■ Directive: Count how many lines in the listing below contain the string "hand", treating uppercase and lowercase as different. Give only the number.

(Coordinate annotation records)
☆ ☆ ☆ ☆ ☆ ☆ ☆

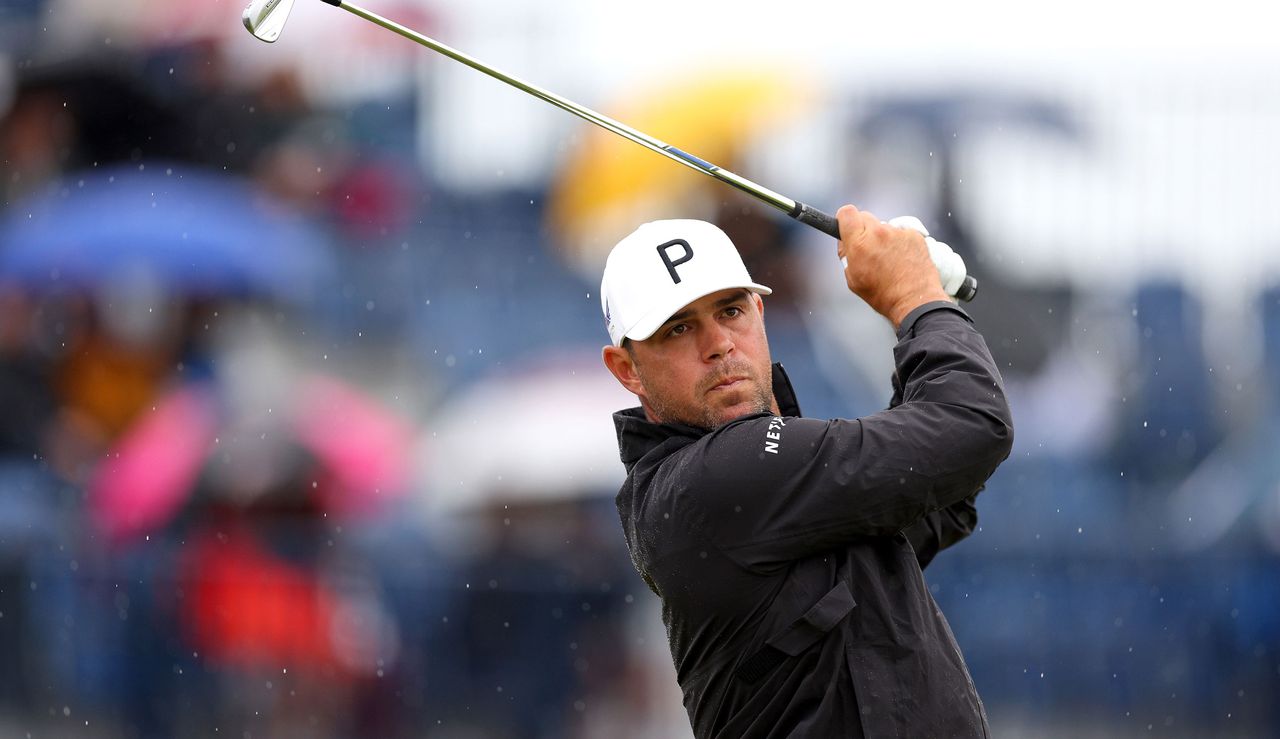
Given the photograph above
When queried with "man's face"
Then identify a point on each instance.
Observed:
(705, 366)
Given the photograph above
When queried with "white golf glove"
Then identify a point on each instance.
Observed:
(950, 265)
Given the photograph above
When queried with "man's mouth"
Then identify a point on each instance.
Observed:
(728, 383)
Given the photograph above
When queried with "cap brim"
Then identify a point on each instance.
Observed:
(653, 320)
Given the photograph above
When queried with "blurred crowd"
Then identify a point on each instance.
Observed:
(243, 329)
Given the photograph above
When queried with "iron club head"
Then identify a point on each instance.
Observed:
(265, 18)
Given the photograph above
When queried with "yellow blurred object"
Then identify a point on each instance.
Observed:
(608, 185)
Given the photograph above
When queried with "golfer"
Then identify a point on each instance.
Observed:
(787, 551)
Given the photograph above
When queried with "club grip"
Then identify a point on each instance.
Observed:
(831, 227)
(816, 218)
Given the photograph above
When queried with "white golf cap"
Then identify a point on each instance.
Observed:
(661, 268)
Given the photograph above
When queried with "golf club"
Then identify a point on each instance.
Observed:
(265, 19)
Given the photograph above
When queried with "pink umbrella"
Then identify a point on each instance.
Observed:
(142, 483)
(146, 478)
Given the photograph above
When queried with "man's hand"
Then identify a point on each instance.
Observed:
(887, 267)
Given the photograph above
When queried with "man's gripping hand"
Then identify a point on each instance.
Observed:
(887, 267)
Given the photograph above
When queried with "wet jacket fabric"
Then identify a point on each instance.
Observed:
(787, 551)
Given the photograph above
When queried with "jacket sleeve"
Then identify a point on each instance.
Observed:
(941, 529)
(775, 489)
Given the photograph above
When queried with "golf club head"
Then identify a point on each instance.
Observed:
(265, 18)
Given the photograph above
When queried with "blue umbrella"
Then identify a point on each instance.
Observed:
(196, 232)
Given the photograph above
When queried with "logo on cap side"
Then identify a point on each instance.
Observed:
(672, 265)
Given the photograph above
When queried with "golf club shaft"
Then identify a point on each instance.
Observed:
(798, 210)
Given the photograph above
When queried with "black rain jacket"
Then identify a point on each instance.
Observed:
(787, 551)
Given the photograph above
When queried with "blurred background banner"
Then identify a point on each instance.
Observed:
(304, 429)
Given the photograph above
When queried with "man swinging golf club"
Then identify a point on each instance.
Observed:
(787, 551)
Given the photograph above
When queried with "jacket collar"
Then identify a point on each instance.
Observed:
(638, 436)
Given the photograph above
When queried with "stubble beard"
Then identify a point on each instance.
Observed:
(702, 414)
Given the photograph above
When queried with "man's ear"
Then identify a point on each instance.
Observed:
(624, 368)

☆ ☆ ☆ ☆ ☆ ☆ ☆

■ Complete response: 2